**Brief:**
In the listing below, find every line with the string "Each" and pull it out.
- Opening Delimiter -
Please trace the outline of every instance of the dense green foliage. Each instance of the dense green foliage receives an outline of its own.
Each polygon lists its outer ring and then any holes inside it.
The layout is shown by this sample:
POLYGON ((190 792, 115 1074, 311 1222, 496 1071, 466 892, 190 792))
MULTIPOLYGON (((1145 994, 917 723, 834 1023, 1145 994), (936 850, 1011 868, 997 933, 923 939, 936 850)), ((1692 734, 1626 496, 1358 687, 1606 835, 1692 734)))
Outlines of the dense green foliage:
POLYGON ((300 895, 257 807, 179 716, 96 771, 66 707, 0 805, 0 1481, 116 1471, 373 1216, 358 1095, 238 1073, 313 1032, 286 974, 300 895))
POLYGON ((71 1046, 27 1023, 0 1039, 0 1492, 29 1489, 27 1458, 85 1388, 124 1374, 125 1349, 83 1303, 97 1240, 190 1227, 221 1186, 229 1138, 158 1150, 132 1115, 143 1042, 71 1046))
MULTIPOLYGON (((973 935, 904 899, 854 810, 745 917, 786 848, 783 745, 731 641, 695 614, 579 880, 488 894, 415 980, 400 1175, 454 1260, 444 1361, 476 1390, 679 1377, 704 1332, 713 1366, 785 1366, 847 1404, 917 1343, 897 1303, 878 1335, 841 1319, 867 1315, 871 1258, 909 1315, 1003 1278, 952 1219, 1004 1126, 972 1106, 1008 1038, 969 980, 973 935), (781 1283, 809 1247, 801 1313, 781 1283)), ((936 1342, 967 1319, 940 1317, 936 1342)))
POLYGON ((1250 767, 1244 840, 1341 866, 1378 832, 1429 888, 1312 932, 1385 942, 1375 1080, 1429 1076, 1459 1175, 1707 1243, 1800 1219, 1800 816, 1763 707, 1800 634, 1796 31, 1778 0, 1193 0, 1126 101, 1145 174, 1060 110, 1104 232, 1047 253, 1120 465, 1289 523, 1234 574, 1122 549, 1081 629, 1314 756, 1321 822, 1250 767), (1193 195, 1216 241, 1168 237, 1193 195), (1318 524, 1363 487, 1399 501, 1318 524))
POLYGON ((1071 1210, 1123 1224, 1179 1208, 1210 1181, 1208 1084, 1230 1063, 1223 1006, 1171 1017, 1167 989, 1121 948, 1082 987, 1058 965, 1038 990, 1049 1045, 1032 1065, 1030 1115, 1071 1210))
- Closing Delimiter -
**Answer for this exercise:**
Please trace the outline of every instance of the dense green foliage. Each instance of the dense green foliage receives an outline of its own.
Each polygon lists its outer ring and then any holes inside it.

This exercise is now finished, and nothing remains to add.